Format the listing below as a Markdown table with the columns Row and Line, giving each line its own numbered row and skipping blank lines. Leave the pictures out of the table.

_DATA PROVIDED_
────────────────

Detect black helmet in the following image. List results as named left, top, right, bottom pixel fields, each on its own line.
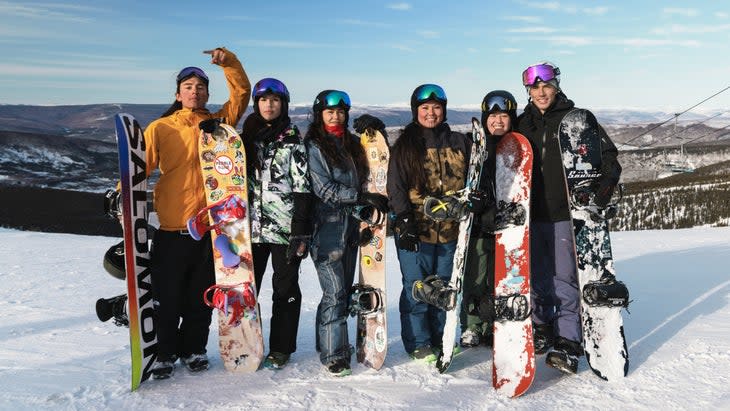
left=251, top=77, right=289, bottom=114
left=411, top=84, right=448, bottom=122
left=482, top=90, right=517, bottom=128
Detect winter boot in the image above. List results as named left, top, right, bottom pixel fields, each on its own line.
left=264, top=351, right=289, bottom=370
left=411, top=275, right=456, bottom=311
left=96, top=294, right=129, bottom=327
left=183, top=354, right=208, bottom=372
left=532, top=323, right=555, bottom=355
left=545, top=337, right=583, bottom=374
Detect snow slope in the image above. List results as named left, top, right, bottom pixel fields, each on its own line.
left=0, top=227, right=730, bottom=410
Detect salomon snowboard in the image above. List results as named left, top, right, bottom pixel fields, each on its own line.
left=188, top=120, right=264, bottom=372
left=492, top=132, right=535, bottom=397
left=351, top=129, right=390, bottom=370
left=559, top=109, right=629, bottom=380
left=436, top=117, right=488, bottom=373
left=114, top=114, right=157, bottom=391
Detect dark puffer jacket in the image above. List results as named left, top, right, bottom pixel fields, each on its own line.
left=515, top=93, right=621, bottom=222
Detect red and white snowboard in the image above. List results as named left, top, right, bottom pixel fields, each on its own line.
left=492, top=132, right=535, bottom=397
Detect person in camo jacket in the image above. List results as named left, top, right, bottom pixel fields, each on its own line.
left=236, top=78, right=312, bottom=369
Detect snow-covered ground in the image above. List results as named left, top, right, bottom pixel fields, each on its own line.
left=0, top=228, right=730, bottom=410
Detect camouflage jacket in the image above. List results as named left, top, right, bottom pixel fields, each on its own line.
left=248, top=125, right=311, bottom=244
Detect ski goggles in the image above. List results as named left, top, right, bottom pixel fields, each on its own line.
left=522, top=64, right=560, bottom=86
left=321, top=90, right=352, bottom=109
left=253, top=78, right=289, bottom=101
left=482, top=96, right=517, bottom=113
left=414, top=84, right=446, bottom=104
left=177, top=66, right=209, bottom=84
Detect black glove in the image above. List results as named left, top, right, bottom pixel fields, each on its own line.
left=357, top=191, right=388, bottom=213
left=467, top=190, right=494, bottom=214
left=395, top=213, right=420, bottom=252
left=104, top=190, right=122, bottom=220
left=352, top=114, right=385, bottom=134
left=593, top=181, right=616, bottom=208
left=286, top=235, right=310, bottom=264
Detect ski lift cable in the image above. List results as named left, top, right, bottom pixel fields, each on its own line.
left=618, top=86, right=730, bottom=148
left=639, top=111, right=727, bottom=148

────────────────

_TASK RESPONSE_
| Row | Line |
|---|---|
| 1 | Detect black helmet in the following image. List results as named left, top, right, bottom pixel fields, each on its own line. |
| 2 | left=251, top=77, right=289, bottom=114 |
| 3 | left=411, top=84, right=448, bottom=122 |
| 4 | left=482, top=90, right=517, bottom=128 |
| 5 | Detect winter boot in the image above. List results as named left, top, right, bottom pixel fields, each on its own line. |
| 6 | left=264, top=351, right=289, bottom=370 |
| 7 | left=411, top=275, right=456, bottom=311 |
| 8 | left=96, top=294, right=129, bottom=327 |
| 9 | left=183, top=354, right=208, bottom=372 |
| 10 | left=532, top=323, right=555, bottom=355 |
| 11 | left=545, top=337, right=583, bottom=374 |
| 12 | Detect snow slope in the image above. List results as named left, top, right, bottom pixel fields, each on its own line. |
| 13 | left=0, top=227, right=730, bottom=410 |
| 14 | Detect salomon snowboard in the image above. List results as named left, top, right, bottom pixel fields, each on its own line. |
| 15 | left=188, top=120, right=264, bottom=372 |
| 16 | left=492, top=132, right=535, bottom=397 |
| 17 | left=351, top=129, right=390, bottom=370 |
| 18 | left=559, top=109, right=629, bottom=380 |
| 19 | left=436, top=117, right=488, bottom=373 |
| 20 | left=114, top=114, right=157, bottom=391 |
| 21 | Detect dark puffer jacket in the image above. List results as named left, top, right, bottom pixel fields, each on its own line. |
| 22 | left=515, top=93, right=621, bottom=222 |
| 23 | Detect red and white snowboard in the image above. List results as named left, top, right, bottom pixel fields, each on its own line. |
| 24 | left=492, top=132, right=535, bottom=397 |
| 25 | Detect person in camo jacket in the image above. List results as named left, top, right, bottom pixel fields, each on its own line. |
| 26 | left=236, top=78, right=312, bottom=369 |
| 27 | Detect snow-covered ground in the image above. List results as named left, top, right, bottom pixel fields, each on its own line. |
| 28 | left=0, top=228, right=730, bottom=410 |
| 29 | Detect camouflage jacket in the image above. List results as named left, top, right, bottom pixel fields, each on its own line. |
| 30 | left=248, top=125, right=311, bottom=244 |
| 31 | Detect ski goggles in the image above. List results as named left, top, right, bottom pixel fields, each on its own line. |
| 32 | left=522, top=64, right=560, bottom=86 |
| 33 | left=321, top=90, right=352, bottom=109 |
| 34 | left=253, top=78, right=289, bottom=101 |
| 35 | left=482, top=96, right=517, bottom=113 |
| 36 | left=414, top=84, right=446, bottom=104 |
| 37 | left=177, top=66, right=209, bottom=84 |
| 38 | Detect black glove in the image above. List results as named left, top, right, bottom pixel fields, each on its own line. |
| 39 | left=357, top=191, right=388, bottom=213 |
| 40 | left=467, top=190, right=494, bottom=214 |
| 41 | left=395, top=213, right=420, bottom=252 |
| 42 | left=104, top=190, right=122, bottom=220 |
| 43 | left=352, top=114, right=385, bottom=134 |
| 44 | left=593, top=181, right=616, bottom=208 |
| 45 | left=286, top=235, right=310, bottom=264 |
| 46 | Detect ski lift cable in the image above. List results as named left, top, right, bottom pixel fields, each on its own line. |
| 47 | left=618, top=86, right=730, bottom=148 |
| 48 | left=639, top=111, right=727, bottom=148 |